▶ _Consigne_: Reproduisez fidèlement l'ensemble des lignes ci-dessous, sans y inclure les images.

Lignes issues d'une collection:
※ ※ ※
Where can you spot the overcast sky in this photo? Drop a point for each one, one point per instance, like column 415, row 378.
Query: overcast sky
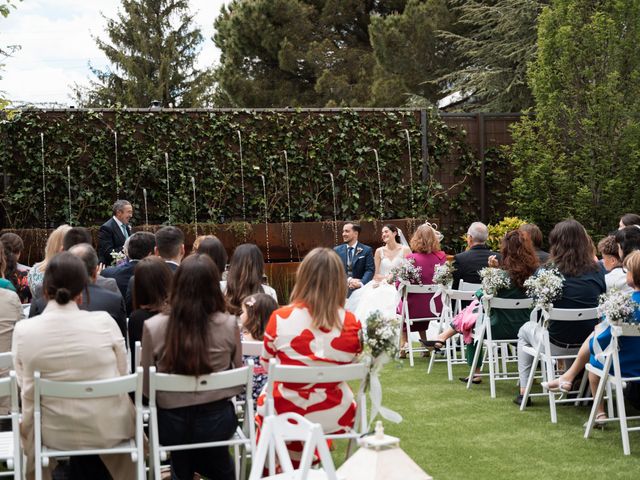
column 57, row 45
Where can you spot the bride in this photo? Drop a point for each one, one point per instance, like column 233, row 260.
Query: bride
column 378, row 294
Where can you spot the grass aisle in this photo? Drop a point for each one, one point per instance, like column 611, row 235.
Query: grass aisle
column 454, row 433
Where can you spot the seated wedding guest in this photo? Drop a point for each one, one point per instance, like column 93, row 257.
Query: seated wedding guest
column 212, row 246
column 115, row 231
column 139, row 245
column 94, row 298
column 245, row 277
column 520, row 262
column 615, row 276
column 15, row 272
column 54, row 246
column 69, row 344
column 628, row 220
column 535, row 234
column 572, row 253
column 80, row 235
column 196, row 337
column 425, row 245
column 150, row 295
column 314, row 330
column 629, row 347
column 256, row 311
column 169, row 247
column 467, row 264
column 10, row 313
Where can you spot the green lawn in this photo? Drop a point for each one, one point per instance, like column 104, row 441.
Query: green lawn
column 454, row 433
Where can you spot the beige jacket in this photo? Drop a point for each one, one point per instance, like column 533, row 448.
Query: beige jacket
column 225, row 353
column 69, row 344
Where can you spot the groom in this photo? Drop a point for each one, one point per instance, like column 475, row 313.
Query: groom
column 356, row 257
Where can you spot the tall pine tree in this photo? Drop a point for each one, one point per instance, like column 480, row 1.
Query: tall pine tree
column 152, row 48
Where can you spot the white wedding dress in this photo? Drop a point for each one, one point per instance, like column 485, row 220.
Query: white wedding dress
column 374, row 295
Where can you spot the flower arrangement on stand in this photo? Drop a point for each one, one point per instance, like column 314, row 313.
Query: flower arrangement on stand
column 493, row 280
column 379, row 346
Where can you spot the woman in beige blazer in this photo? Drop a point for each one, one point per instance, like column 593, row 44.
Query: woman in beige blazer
column 69, row 344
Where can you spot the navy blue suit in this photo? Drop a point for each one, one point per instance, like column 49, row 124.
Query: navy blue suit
column 362, row 267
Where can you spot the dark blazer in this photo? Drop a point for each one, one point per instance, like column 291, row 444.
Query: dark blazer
column 121, row 274
column 110, row 238
column 100, row 300
column 468, row 264
column 129, row 295
column 363, row 266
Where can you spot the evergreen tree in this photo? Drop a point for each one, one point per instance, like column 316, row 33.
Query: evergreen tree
column 277, row 53
column 497, row 42
column 152, row 48
column 579, row 156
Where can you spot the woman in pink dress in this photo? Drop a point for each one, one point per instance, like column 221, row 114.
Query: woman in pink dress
column 425, row 245
column 314, row 330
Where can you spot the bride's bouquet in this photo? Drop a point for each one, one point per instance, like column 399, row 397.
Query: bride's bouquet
column 379, row 346
column 544, row 287
column 617, row 307
column 443, row 274
column 406, row 272
column 493, row 280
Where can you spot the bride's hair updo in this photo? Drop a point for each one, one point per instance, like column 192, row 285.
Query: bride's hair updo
column 65, row 278
column 394, row 229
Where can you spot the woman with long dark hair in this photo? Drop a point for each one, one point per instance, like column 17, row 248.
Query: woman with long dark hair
column 195, row 337
column 245, row 277
column 572, row 252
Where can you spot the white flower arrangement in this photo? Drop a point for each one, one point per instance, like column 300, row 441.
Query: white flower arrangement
column 406, row 272
column 617, row 307
column 118, row 258
column 494, row 280
column 443, row 274
column 545, row 286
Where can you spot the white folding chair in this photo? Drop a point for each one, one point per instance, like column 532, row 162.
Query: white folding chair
column 407, row 321
column 277, row 430
column 10, row 451
column 615, row 379
column 87, row 390
column 242, row 438
column 484, row 338
column 252, row 348
column 542, row 354
column 454, row 349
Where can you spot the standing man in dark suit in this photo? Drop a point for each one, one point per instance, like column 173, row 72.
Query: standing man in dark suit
column 139, row 246
column 94, row 298
column 356, row 257
column 115, row 231
column 467, row 264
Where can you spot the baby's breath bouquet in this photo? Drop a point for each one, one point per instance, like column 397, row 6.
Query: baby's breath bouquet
column 493, row 280
column 379, row 346
column 443, row 274
column 406, row 272
column 544, row 287
column 617, row 307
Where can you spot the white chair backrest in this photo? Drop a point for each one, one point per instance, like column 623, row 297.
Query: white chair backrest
column 6, row 360
column 252, row 348
column 468, row 286
column 289, row 427
column 573, row 314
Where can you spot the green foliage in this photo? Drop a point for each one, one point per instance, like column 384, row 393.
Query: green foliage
column 579, row 156
column 152, row 49
column 495, row 44
column 205, row 145
column 498, row 230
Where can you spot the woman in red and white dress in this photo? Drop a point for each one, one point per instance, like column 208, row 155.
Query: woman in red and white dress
column 314, row 330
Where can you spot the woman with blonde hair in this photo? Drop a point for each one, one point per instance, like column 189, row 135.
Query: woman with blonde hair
column 53, row 247
column 314, row 330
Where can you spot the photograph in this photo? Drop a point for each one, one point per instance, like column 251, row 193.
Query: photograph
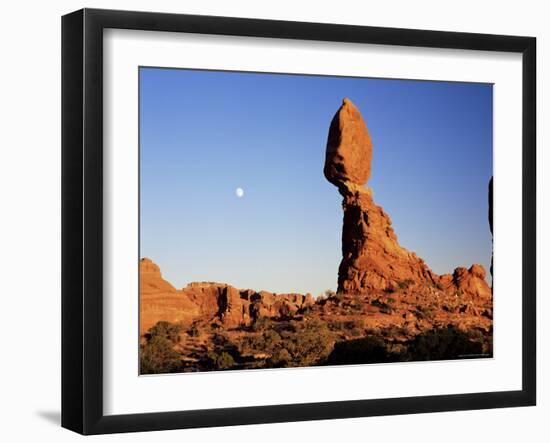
column 297, row 220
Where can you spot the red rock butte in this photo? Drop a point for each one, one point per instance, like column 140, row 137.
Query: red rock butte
column 372, row 258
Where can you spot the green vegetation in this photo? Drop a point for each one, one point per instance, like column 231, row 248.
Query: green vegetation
column 157, row 355
column 220, row 361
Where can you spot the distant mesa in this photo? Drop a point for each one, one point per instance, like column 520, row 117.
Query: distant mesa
column 387, row 296
column 208, row 302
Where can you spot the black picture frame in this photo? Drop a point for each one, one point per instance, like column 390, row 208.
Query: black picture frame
column 82, row 218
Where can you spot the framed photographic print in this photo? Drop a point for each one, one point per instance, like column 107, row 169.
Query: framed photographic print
column 269, row 221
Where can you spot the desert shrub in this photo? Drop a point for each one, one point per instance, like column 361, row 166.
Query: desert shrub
column 360, row 351
column 443, row 344
column 194, row 331
column 310, row 344
column 280, row 358
column 158, row 356
column 425, row 312
column 384, row 307
column 220, row 360
column 170, row 331
column 261, row 323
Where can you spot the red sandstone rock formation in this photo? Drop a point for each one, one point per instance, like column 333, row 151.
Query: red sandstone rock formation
column 208, row 302
column 372, row 258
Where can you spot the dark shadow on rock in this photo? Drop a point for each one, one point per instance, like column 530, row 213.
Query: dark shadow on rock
column 443, row 344
column 361, row 351
column 54, row 417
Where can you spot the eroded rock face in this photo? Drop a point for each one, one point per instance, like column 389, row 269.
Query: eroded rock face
column 372, row 258
column 349, row 148
column 209, row 302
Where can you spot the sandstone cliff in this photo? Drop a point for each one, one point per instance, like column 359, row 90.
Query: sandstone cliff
column 372, row 258
column 208, row 302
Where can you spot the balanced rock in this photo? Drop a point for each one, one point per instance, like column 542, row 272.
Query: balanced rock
column 349, row 148
column 372, row 258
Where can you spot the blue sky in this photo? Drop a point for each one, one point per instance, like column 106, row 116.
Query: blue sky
column 203, row 134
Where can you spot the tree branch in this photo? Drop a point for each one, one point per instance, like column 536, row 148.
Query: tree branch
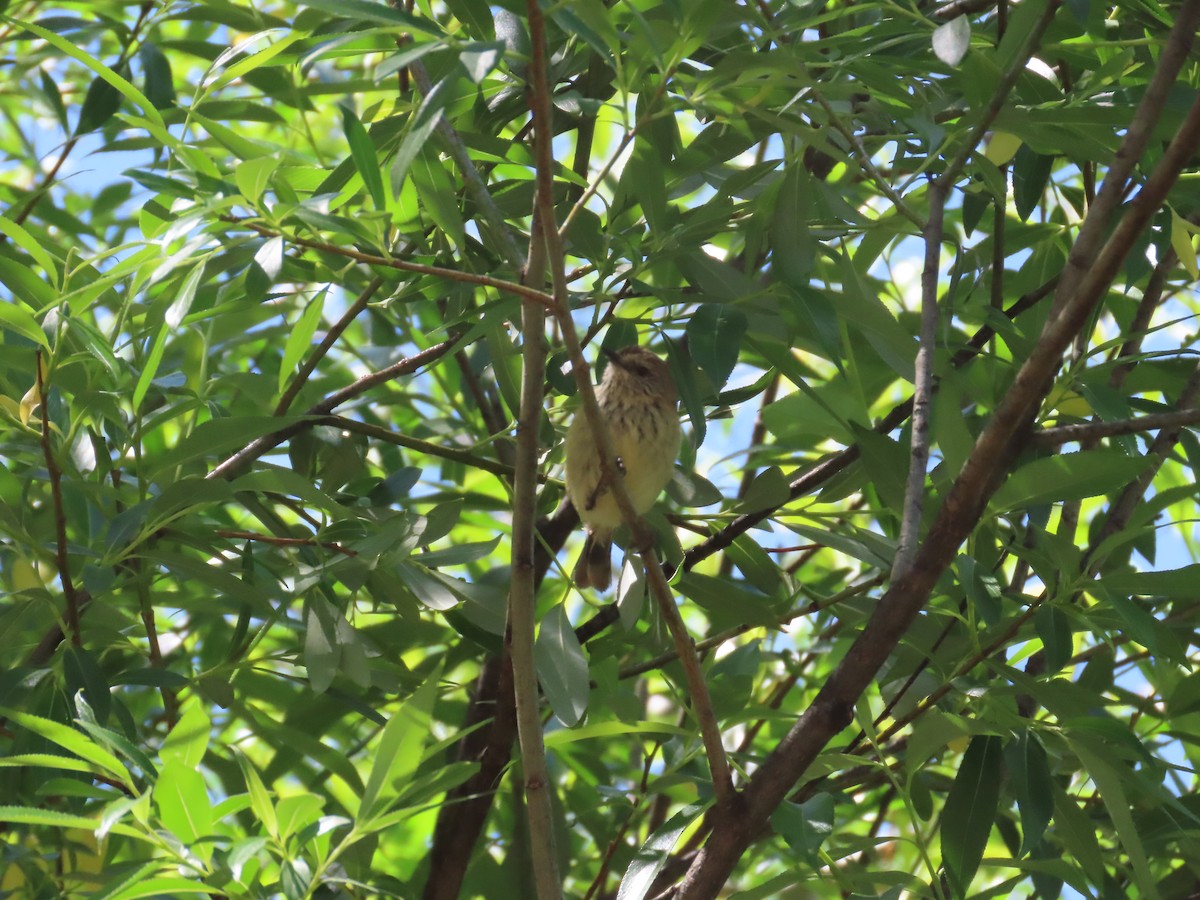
column 231, row 467
column 982, row 474
column 60, row 519
column 511, row 287
column 522, row 600
column 1095, row 431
※ ※ ※
▶ _Corrigé de l'exercice_:
Where can you spot the overcast sky in this photo? Drop a point for each one, one point per instance, like column 415, row 378.
Query: overcast sky
column 57, row 45
Where can you spot the bride in this photo? Drop a point for each one, one point per instance, like column 233, row 260.
Query: bride
column 378, row 294
Where can you spot the grass aisle in this photo? Drop a point for each one, one point per instance, like column 611, row 235.
Query: grass aisle
column 454, row 433
Where can you spot the seated wedding guest in this photo? Drop a point for each one, one point per instance, like column 93, row 257.
Query: seated wedding guest
column 212, row 246
column 115, row 231
column 139, row 245
column 94, row 298
column 245, row 277
column 520, row 262
column 615, row 276
column 15, row 272
column 54, row 246
column 69, row 344
column 628, row 220
column 535, row 234
column 572, row 253
column 80, row 235
column 196, row 337
column 425, row 245
column 150, row 295
column 314, row 330
column 629, row 347
column 256, row 311
column 169, row 247
column 467, row 264
column 10, row 313
Where can you spot the green lawn in this photo? Drop a point for each one, one point per instance, like column 104, row 441.
Query: green lawn
column 454, row 433
Where can you spot the beige jacket in this photo? Drop a point for each one, one point per instance, like column 533, row 448.
Query: beige jacket
column 225, row 353
column 69, row 344
Where can you spot the groom in this photo? Drop a point for each one, one point per instance, like column 475, row 313.
Query: groom
column 356, row 257
Where can you spot the tall pine tree in this photo? Drop a point for each one, one point per instance, like column 480, row 1.
Query: tall pine tree
column 152, row 48
Where can you spot the white wedding dress in this photo? Drop a point for each one, one point per instance, like column 485, row 220.
Query: white wedding dress
column 374, row 295
Where can you spot the flower arrangement on stand in this photo? Drop a point for each one, one point per instance, like column 314, row 313.
Query: flower arrangement on stand
column 493, row 280
column 379, row 346
Where can you spot the woman in beige blazer in this photo? Drop a point for each one, one point per instance, like column 593, row 44.
Query: woman in beige blazer
column 69, row 344
Where can you spot the navy blue suit in this photo? Drop a point for each one, one point per instance, like column 49, row 124.
Query: navy blue suit
column 362, row 267
Where can you spot the dark blazer in this photo? Drop a point for each one, one point per instance, like column 291, row 444.
Query: dark blazer
column 121, row 274
column 110, row 238
column 100, row 300
column 468, row 264
column 129, row 295
column 363, row 266
Where can you spot the evergreen tree in this photo? Drop a point for each one, one point per instance, like column 316, row 33.
Query: evergreen tree
column 277, row 53
column 497, row 42
column 152, row 48
column 579, row 156
Where can you spot the woman in pink dress in this photo? Drop a point for each one, one point per instance, like column 221, row 114.
Query: woman in pink dress
column 425, row 245
column 314, row 330
Where can you spot the bride's bouquet in this photo? Drop a point for each one, one point per instance, like column 399, row 397.
Query: bride's bouquet
column 379, row 346
column 544, row 287
column 617, row 307
column 443, row 274
column 406, row 272
column 493, row 280
Where can you spot the bride's hair updo in this photo? Drop a point for each one, one point per instance, like column 192, row 285.
Query: bride's hair updo
column 65, row 278
column 394, row 229
Where can you spot the woman with long dark hair in this photo? Drop a point for each one, one point per instance, like column 17, row 248.
Query: woman with long dark hair
column 195, row 337
column 245, row 277
column 572, row 252
Where can you spot the white flower arrangement in this photo? Drop a point for each one, one point per instance, like column 300, row 441.
Query: white flower arrangement
column 406, row 272
column 617, row 307
column 118, row 258
column 494, row 280
column 443, row 274
column 545, row 286
Where can you spot the white folding chair in this photo? Drop a point for each one, one point per instance, like column 532, row 162.
Query: white folding chair
column 407, row 321
column 277, row 430
column 10, row 451
column 615, row 379
column 87, row 390
column 242, row 438
column 484, row 338
column 252, row 348
column 542, row 354
column 454, row 349
Where can you spot the standing man in dark suit in this photo? Drop a point for each one, one point per instance, like column 173, row 72.
Query: standing man in dark suit
column 139, row 246
column 94, row 298
column 356, row 257
column 115, row 231
column 467, row 264
Where can you spot the baby's breath bouquet in this photo? Drop a point for each one, one point per instance, like column 397, row 6.
Query: baby's breath bouquet
column 493, row 280
column 379, row 346
column 443, row 274
column 406, row 272
column 544, row 287
column 617, row 307
Where can you spot the white chair backrest in this photo? Drop a point for each one, one point per instance, like column 623, row 297.
Query: white chair backrest
column 6, row 360
column 252, row 348
column 468, row 286
column 289, row 427
column 573, row 314
Where can you spot the green foliage in this photo? Drop a point for each one, one point per instance, like column 384, row 393.
Query: green foliage
column 579, row 156
column 152, row 49
column 495, row 44
column 205, row 145
column 498, row 230
Where can you spot the woman in red and white dress in this photo? Drop a point for each one, one point per instance, like column 208, row 155.
Query: woman in red and white dress
column 314, row 330
Where can you spot the woman with blonde hair in this photo? Drop a point for each one, one point per instance, like column 189, row 135.
Query: woman with blonde hair
column 53, row 247
column 314, row 330
Where can you spot the photograph in this photo? Drop a point for each one, one point per instance, like column 251, row 193.
Query: photograph
column 297, row 220
Where can you spot the red rock butte in this photo? Drop a point for each one, one point per instance, like column 140, row 137.
Query: red rock butte
column 372, row 258
Where can you spot the green vegetation in this photo? Drop a point for each one, one point per instance, like column 231, row 248.
Query: green vegetation
column 157, row 355
column 220, row 361
Where can you spot the distant mesa in this photo? Drop a point for each one, one point per instance, like column 520, row 117.
Query: distant mesa
column 387, row 296
column 208, row 302
Where can you spot the black picture frame in this photo? Drop a point for each one, one point per instance, like column 390, row 208.
Query: black picture frame
column 82, row 218
Where can you spot the framed photographic print in this photo? Drop a point for each one, one point per instance, like column 107, row 169.
Query: framed photographic print
column 269, row 221
Where can you spot the desert shrub in this photo? Drop a point for each one, one point per instance, like column 361, row 166.
Query: desert shrub
column 360, row 351
column 443, row 344
column 194, row 331
column 310, row 344
column 280, row 358
column 158, row 356
column 425, row 312
column 384, row 307
column 220, row 360
column 170, row 331
column 261, row 323
Where can you spot the red sandstone rock formation in this photo? Drop a point for each one, one point per instance, like column 333, row 151.
Query: red sandstone rock formation
column 208, row 302
column 372, row 258
Where can you spot the dark shadow on rock in this photo? Drop a point for each one, one point per instance, like column 530, row 213.
Query: dark shadow on rock
column 443, row 344
column 361, row 351
column 54, row 417
Where can you spot the eroded rock face in this photo? Drop a point for each one, one point per instance, like column 389, row 269.
Query: eroded rock face
column 372, row 258
column 349, row 148
column 209, row 302
Where can you spot the sandstone cliff in this photo? Drop a point for each one, one point per instance, like column 359, row 90.
Query: sandstone cliff
column 372, row 258
column 208, row 302
Where can you spot the balanced rock in this photo? Drop a point for each one, one point per instance, like column 542, row 272.
Query: balanced rock
column 349, row 148
column 372, row 258
Where can you spot the blue sky in this photo? Drop a point for each one, one point per instance, like column 106, row 116.
Query: blue sky
column 203, row 134
Where can you spot the tree branch in this photo? Drop a point for each one, one point per instance, like column 536, row 148.
Query: tree branch
column 231, row 467
column 982, row 474
column 60, row 519
column 511, row 287
column 522, row 600
column 1095, row 431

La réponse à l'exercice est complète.